▸ Instructions for the task: Show every line of the data that includes the word "each".
┌─ Entries shown
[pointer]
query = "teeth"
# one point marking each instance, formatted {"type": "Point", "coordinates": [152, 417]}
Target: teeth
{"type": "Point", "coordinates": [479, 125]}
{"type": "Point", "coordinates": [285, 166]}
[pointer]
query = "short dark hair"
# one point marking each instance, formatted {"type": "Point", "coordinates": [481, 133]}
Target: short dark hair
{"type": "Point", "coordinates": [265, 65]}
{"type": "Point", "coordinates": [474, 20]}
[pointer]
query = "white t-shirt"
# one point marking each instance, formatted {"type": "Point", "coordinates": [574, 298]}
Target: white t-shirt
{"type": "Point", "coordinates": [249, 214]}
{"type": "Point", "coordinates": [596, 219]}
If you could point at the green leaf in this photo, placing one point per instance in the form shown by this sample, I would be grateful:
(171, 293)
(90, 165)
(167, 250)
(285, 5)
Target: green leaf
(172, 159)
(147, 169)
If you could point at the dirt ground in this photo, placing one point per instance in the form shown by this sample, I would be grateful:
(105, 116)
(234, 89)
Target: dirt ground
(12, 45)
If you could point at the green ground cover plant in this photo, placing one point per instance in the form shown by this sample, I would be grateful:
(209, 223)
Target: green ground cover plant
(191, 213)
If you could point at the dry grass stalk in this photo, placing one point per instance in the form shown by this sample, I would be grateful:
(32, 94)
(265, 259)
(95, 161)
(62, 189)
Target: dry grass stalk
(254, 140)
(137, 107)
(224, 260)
└─
┌─ Entries shown
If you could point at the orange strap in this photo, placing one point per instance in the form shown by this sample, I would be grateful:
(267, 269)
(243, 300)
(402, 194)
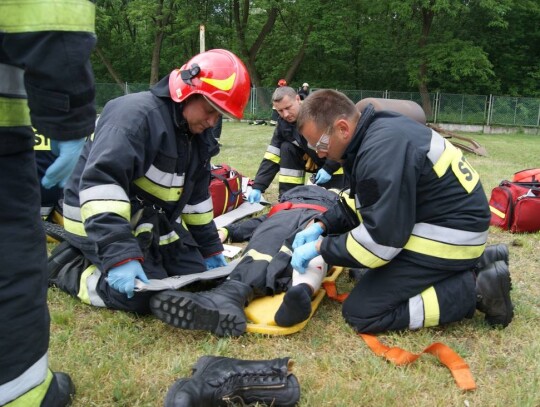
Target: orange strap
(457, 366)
└─
▸ Task result:
# one point marking each instance, formatted {"type": "Point", "coordinates": [152, 417]}
# one point marking each instance, formatted {"type": "Point", "coordinates": [481, 133]}
# one point marking each instance, formatted {"type": "Point", "coordinates": [574, 298]}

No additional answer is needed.